**What is required**
Please extract every line from the listing below that contains the word "belongs", treating uppercase and lowercase as different.

**Supplied records**
* * *
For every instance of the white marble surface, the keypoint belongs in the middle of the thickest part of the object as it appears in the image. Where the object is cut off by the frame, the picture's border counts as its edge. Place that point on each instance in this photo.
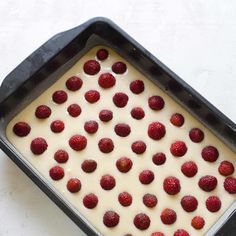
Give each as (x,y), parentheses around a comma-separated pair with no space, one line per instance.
* * *
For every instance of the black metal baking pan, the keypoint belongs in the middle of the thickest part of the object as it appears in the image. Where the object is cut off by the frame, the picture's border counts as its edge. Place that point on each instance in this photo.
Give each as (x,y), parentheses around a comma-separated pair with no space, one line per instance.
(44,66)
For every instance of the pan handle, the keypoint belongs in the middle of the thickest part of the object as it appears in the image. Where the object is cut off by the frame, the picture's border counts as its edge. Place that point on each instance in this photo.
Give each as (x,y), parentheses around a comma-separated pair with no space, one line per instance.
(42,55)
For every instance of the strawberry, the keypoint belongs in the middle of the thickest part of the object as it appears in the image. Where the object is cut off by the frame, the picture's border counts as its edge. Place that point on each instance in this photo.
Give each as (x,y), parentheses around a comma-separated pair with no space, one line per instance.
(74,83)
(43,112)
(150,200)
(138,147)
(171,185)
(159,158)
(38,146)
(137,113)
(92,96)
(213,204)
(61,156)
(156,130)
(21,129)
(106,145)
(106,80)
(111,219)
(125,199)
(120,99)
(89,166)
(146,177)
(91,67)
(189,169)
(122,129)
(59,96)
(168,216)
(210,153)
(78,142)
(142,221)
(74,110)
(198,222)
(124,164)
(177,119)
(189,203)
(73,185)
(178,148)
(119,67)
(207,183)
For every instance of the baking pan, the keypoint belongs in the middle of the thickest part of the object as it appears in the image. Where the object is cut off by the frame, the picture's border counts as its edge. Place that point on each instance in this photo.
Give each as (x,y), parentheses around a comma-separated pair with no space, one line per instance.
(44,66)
* * *
**Task solution**
For every instance of the white marble surface, the keypoint belongs in the middle of the thickest part of the object as it appears in the image. Where the object is cut off by the frame, the picture's border counts as its edge. Place that point on each instance in this photo.
For every instance of the black metal baking pan, the keypoint belongs in the middle of the thickest part of the object as it appears in the image. Where the object is cut off by the frame, the picture's border counts as its edge. Place that point on each instance in this photo.
For every instance of the pan handle, the keypoint belongs in the middle of the thickest part of the object as it appears in the image. Where the object is cut off by the frame, the picture's border counts as its edge. Place that point on each instance in this photo.
For every instance of the strawberry, the keypoint belongs in the middle of the thickest part of the object as it appears in the image. Where the object is cut off by the frame, the picture's border counts as its edge. Place that point on each instance in this photo.
For every instance of the baking pan, the keypoint belongs in the middle of the thickest part of the object as it appears in the image. Where the object is cut off by the frame, the picture's border counts as its edge. Place that point on each instance in this photo.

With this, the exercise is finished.